## [Travail demandé]
1 - D’après l’extrait, pourquoi la clause évoquée dans la première phrase est-elle susceptible de susciter des inégalités ? Répondez en une à trois phrases.
2 - Reproduisez fidèlement le passage de l’extrait qui va de « Le clause le » jusqu’à « légitimes du producteur. » inclus.

## [Extrait]
━━━━━━━━━━━━━━━━━━━━━━━━━━━━━━
Le clause le permettant est susceptible de susciter des inégalités car elle permet à l’entreprise de rendre unilatéralement le contrat plus difficile à respecter pour le producteur. Une telle clause est susceptible de provoquer un déséquilibre significatif dans les droits des parties à l’accord, et cette clause n’est pas nécessaire pour protéger les intérêts légitimes du producteur.
- Un rapport de force découlant d’un contrat d’adhésion
Le principe de la force obligatoire des contrats, énoncé à l’article 1103 du code civil, selon lequel les contrats doivent s’exécuter de bonne foi, est une exigence d’ordre public en droit français.
Cependant, la force obligatoire des contrats doit désormais être examinée au prisme de l’équilibre contractuel.
Depuis 2016, cette notion est introduite également à l’article 1171 du Code civil qui dispose que : « Dans un contrat d’adhésion, toute clause non négociable, déterminée à l’avance par l’une des parties, qui crée un déséquilibre significatif entre les droits et obligations des parties au contrat est réputée non écrite.»
━━━━━━━━━━━━━━━━━━━━━━━━━━━━━━
## [Lignes fournies]
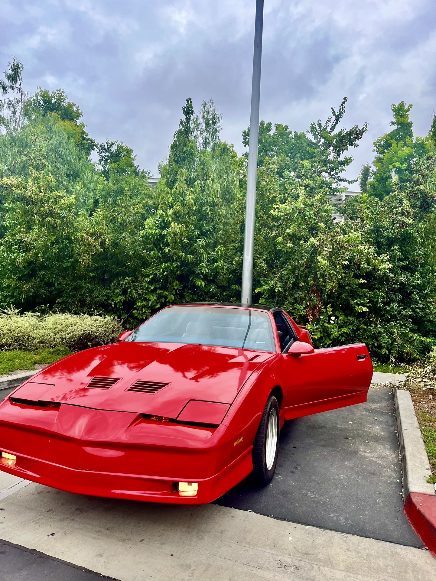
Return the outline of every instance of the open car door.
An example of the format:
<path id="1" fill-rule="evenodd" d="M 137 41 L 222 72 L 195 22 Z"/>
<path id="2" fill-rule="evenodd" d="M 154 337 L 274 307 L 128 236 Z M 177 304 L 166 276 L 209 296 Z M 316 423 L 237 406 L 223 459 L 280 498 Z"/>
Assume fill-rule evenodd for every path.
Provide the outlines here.
<path id="1" fill-rule="evenodd" d="M 366 401 L 373 365 L 364 343 L 299 354 L 294 350 L 301 350 L 295 345 L 299 339 L 287 315 L 282 311 L 274 313 L 274 318 L 283 348 L 279 372 L 284 388 L 285 419 Z M 284 341 L 284 332 L 289 332 L 289 339 Z"/>

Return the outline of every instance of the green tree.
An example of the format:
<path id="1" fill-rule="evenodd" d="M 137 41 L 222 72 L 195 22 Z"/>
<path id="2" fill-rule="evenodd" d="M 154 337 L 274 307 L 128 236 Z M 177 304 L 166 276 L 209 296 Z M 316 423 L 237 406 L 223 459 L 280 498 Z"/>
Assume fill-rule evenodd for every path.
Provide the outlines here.
<path id="1" fill-rule="evenodd" d="M 359 185 L 360 191 L 364 193 L 368 191 L 368 180 L 371 177 L 371 166 L 369 163 L 365 163 L 362 166 L 360 170 L 360 180 Z"/>
<path id="2" fill-rule="evenodd" d="M 139 175 L 141 171 L 135 163 L 135 156 L 131 148 L 125 145 L 122 141 L 110 141 L 97 146 L 98 162 L 103 175 L 109 179 L 111 168 L 118 174 Z"/>
<path id="3" fill-rule="evenodd" d="M 346 180 L 342 174 L 352 158 L 345 154 L 350 148 L 357 147 L 367 131 L 367 124 L 362 127 L 356 125 L 349 130 L 338 126 L 345 113 L 346 98 L 344 97 L 337 112 L 331 107 L 331 115 L 323 123 L 320 120 L 310 124 L 310 130 L 298 133 L 280 123 L 259 124 L 259 166 L 266 160 L 277 161 L 277 177 L 285 186 L 288 176 L 296 174 L 303 177 L 306 172 L 304 162 L 310 162 L 316 173 L 325 176 L 323 187 L 326 193 L 336 193 L 346 189 L 344 184 L 356 180 Z M 242 132 L 242 144 L 248 145 L 249 127 Z"/>
<path id="4" fill-rule="evenodd" d="M 433 114 L 433 120 L 431 121 L 429 137 L 434 146 L 436 146 L 436 113 Z"/>
<path id="5" fill-rule="evenodd" d="M 52 116 L 58 120 L 59 125 L 87 157 L 95 149 L 97 144 L 89 137 L 83 121 L 80 121 L 83 113 L 77 105 L 68 101 L 62 89 L 50 92 L 38 87 L 29 100 L 27 107 L 30 115 L 35 112 L 42 116 Z"/>
<path id="6" fill-rule="evenodd" d="M 28 155 L 27 177 L 0 180 L 0 303 L 32 310 L 80 292 L 94 242 L 82 234 L 86 214 L 74 196 L 44 171 L 44 148 Z"/>
<path id="7" fill-rule="evenodd" d="M 0 135 L 0 178 L 28 178 L 30 156 L 43 147 L 46 164 L 42 171 L 51 175 L 58 191 L 74 195 L 88 211 L 95 206 L 102 178 L 92 163 L 77 147 L 74 139 L 52 115 L 36 116 L 15 132 Z"/>
<path id="8" fill-rule="evenodd" d="M 429 139 L 413 137 L 412 107 L 404 101 L 391 105 L 394 120 L 390 125 L 393 128 L 374 142 L 375 170 L 368 183 L 368 192 L 379 200 L 394 191 L 395 180 L 405 184 L 410 178 L 413 160 L 428 151 Z"/>
<path id="9" fill-rule="evenodd" d="M 180 120 L 178 129 L 174 134 L 168 160 L 160 168 L 160 175 L 166 180 L 170 189 L 176 185 L 178 172 L 182 168 L 187 170 L 187 179 L 190 180 L 195 163 L 196 146 L 191 124 L 194 109 L 190 97 L 186 99 L 182 112 L 184 117 Z M 192 182 L 189 185 L 192 185 Z"/>
<path id="10" fill-rule="evenodd" d="M 23 88 L 23 64 L 14 58 L 0 79 L 0 130 L 16 132 L 23 120 L 28 93 Z"/>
━━━━━━━━━━━━━━━━━━━━━━━━━━━━━━
## [Résultats de l’exercice]
1 - Parce qu’elle permet à l’entreprise de rendre unilatéralement le contrat plus difficile à respecter pour le producteur.

2 -
Le clause le permettant est susceptible de susciter des inégalités car elle permet à l’entreprise de rendre unilatéralement le contrat plus difficile à respecter pour le producteur. Une telle clause est susceptible de provoquer un déséquilibre significatif dans les droits des parties à l’accord, et cette clause n’est pas nécessaire pour protéger les intérêts légitimes du producteur.